Il y eut quelques échauffourées. Les journaux n’en disent rien. La Censure cède à la tentation, à la facilité d’interdire tout ce qui peut nuire au gouvernement, toute ombre au tableau des mœurs.

— L’ingénieur G…, retour d’Amérique, débarque enthousiaste. Les Américains sont un peuple jeune, généreux, plus intelligent qu’intellectuel, qui ignorait la France. C’est Verdun qui la lui a révélée. Et alors, il suffit d’être Français pour être reçu à bras ouverts, portes ouvertes, caisse ouverte. L’argent s’offre en torrent.

— Gheusi est sombre. Les grèves vont s’étendre, attisées par la C. G. T. (Confédération générale du Travail). Déjà à Ménilmontant, Belleville, l’émeute gronde ; on y force les autos de luxe à rebrousser chemin. Les garçons bouchers vont faire grève. Et puis, un parti veut mettre Joffre à la présidence de la République. Les Russes se morcellent en fédérations. La paix prématurée est à craindre.

Arrive Arthur Meyer, qui a vu Poincaré le jour même afin de l’inviter à une fête de bienfaisance. Un des soucis de Poincaré, c’est le choix d’un ambassadeur en Russie. Qui nommer ? Thomas ? Sembat ? Paul-Boncour ? Pichon a refusé, après avoir pris connaissance des traités France-Russie. Grosse question, ces traités. La presse y fit timidement allusion. Les révolutionnaires russes voulaient les publier. Le formidable effort contre Stockholm n’avait-il pas en particulier pour but d’empêcher cette divulgation ? Arthur Meyer pense que les Allemands les publieront.

....................

* **ACTION DEMANDÉE A**
Relevez, dans le texte à lire, les noms cités juste après la question « Qui nommer ? ».
* **ACTION DEMANDÉE B**
D'après le texte à lire, qu'est-ce qui a révélé la France aux Américains ?
* **ACTION DEMANDÉE C**
Poursuivez le texte à lire, consacré aux rumeurs politiques dans la France de la guerre, à partir de sa dernière phrase.

* **Enregistrements provenant d'une source de données**
....................

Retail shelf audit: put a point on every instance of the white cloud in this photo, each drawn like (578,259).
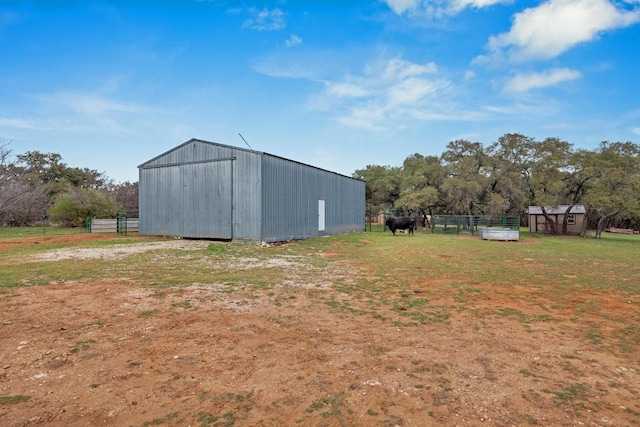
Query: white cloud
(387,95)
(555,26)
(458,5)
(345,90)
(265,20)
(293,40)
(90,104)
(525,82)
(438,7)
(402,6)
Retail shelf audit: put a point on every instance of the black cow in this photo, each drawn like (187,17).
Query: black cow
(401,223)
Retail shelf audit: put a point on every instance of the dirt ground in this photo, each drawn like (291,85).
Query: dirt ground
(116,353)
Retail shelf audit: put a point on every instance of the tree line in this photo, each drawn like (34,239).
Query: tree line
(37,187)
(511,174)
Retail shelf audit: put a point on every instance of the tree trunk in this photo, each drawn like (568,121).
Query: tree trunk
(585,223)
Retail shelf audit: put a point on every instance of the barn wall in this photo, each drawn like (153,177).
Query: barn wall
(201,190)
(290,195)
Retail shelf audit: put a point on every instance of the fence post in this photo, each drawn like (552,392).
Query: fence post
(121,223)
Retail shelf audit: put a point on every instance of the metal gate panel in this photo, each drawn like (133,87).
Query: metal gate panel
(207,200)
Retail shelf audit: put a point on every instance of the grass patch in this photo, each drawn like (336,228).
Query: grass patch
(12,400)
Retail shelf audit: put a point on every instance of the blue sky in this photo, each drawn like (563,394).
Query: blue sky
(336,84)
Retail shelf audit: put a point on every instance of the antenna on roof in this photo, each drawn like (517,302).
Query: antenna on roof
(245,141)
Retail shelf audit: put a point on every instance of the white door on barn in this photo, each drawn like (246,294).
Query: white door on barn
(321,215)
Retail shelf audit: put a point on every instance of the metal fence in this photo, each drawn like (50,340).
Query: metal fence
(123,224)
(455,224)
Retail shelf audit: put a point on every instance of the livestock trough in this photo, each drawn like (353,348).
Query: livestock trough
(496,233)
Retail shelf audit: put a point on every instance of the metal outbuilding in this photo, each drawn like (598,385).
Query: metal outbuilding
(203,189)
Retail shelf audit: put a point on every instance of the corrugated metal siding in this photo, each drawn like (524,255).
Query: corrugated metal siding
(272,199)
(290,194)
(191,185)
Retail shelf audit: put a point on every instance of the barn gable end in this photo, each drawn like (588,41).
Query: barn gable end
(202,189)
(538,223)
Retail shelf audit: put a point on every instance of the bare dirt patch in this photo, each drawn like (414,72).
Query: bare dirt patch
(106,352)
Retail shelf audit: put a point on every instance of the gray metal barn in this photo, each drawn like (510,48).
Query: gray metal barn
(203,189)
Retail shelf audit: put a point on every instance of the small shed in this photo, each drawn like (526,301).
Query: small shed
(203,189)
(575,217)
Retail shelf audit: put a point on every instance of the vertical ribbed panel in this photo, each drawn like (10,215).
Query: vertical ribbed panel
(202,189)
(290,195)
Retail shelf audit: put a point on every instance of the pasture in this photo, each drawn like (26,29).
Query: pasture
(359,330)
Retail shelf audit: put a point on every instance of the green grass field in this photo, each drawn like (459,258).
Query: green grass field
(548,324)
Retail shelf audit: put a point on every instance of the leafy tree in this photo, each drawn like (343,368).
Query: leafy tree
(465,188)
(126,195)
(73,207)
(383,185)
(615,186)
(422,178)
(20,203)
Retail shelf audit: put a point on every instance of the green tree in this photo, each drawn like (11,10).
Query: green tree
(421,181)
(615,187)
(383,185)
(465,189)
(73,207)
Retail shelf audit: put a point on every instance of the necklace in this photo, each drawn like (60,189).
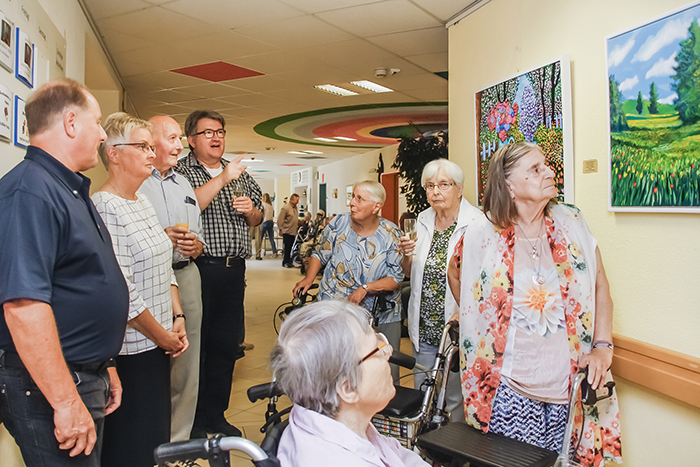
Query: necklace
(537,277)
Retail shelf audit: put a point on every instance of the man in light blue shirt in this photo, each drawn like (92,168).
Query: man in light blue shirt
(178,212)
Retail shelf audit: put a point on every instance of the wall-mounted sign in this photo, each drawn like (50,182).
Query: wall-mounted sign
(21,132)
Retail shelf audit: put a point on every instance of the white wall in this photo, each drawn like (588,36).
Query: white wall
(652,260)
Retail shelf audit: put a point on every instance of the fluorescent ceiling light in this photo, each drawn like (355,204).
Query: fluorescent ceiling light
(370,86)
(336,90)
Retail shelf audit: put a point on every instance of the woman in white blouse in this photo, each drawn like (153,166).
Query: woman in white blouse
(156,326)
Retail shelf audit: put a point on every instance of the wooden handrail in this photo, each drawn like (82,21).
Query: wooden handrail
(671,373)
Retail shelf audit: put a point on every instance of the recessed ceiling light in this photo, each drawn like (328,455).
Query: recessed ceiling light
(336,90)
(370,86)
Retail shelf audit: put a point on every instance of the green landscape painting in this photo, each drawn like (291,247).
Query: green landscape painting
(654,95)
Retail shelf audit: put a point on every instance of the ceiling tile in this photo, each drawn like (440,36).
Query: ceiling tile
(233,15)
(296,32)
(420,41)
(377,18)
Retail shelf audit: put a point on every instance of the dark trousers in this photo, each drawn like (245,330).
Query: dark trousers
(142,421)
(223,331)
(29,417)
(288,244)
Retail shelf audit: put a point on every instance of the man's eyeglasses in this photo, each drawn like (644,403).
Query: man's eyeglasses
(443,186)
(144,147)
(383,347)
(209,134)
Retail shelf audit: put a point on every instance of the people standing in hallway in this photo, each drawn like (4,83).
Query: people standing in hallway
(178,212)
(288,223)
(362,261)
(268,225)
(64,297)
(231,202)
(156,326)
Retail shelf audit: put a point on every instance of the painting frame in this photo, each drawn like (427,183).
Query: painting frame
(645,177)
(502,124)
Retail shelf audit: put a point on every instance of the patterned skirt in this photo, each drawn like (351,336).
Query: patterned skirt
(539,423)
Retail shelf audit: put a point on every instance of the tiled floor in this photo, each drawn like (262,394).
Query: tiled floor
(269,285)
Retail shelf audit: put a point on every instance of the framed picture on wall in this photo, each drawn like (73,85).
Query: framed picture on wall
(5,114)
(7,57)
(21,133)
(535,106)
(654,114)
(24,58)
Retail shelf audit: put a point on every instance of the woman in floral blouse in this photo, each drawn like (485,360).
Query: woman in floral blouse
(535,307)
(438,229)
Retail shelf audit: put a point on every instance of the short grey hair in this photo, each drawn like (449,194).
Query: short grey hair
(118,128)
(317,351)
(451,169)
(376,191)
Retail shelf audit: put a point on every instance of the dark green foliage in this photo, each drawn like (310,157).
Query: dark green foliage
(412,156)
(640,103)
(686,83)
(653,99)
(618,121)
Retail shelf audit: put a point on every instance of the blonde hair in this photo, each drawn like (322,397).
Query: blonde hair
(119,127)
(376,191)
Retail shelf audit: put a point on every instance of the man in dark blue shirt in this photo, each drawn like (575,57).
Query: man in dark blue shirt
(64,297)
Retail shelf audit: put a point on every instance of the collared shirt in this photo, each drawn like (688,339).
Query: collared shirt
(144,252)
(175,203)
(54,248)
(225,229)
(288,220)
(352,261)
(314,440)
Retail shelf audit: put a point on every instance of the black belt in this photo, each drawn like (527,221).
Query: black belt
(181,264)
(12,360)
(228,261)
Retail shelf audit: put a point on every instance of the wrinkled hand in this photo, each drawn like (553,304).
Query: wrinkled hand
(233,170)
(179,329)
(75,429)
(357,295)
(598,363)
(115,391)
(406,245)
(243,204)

....................

* **RÉSULTAT ATTENDU A**
Thomas, Sembat, Paul-Boncour

* **RÉSULTAT ATTENDU B**
C'est Verdun qui a révélé la France aux Américains.

* **RÉSULTAT ATTENDU C**
Pour compléter la physionomie de cette visite à Gheusi, notons l’irruption d’une jeune pensionnaire de l’Opéra-Comique, retour du front de Nancy, où elle chanta Manon aux soldats. Et c’est la guerre en ritournelles, l’empressement sénile des généraux, la valse aux bras du commandant infatigable, les galantes attentions d’un noble état-major, les fossettes et les beaux cheveux blancs de Paul-Boncour, les larmes versées sur les petites tombes des soldats, le bruit du canon, l’automobile repérée, la visite au village détruit, à 800 mètres des lignes, ma chère… bref, un ravissement.

— Une ville du Nord, derrière le front. Le général commandant la place reçoit une délégation de bourgeois qui lui demandent d’ouvrir une maison de tolérance, car les soldats pressent toutes les femmes. On l’ouvre. Alors, nouvelle délégation des bourgeoises, qui demandent au général de fermer la maison, car leurs maris y passent tout leur temps.

— Le 26. Les grèves. Deux heures après-midi, sur le Boulevard. Au café, dehors, il faut payer sa consommation sitôt versée, car les grévistes pourraient venir.

De vieux cabots, soutenus par trois violoneux, entourés d’un cercle religieux d’auditeurs, chantent et vendent une chanson qui finit : « Vive la Grève ! »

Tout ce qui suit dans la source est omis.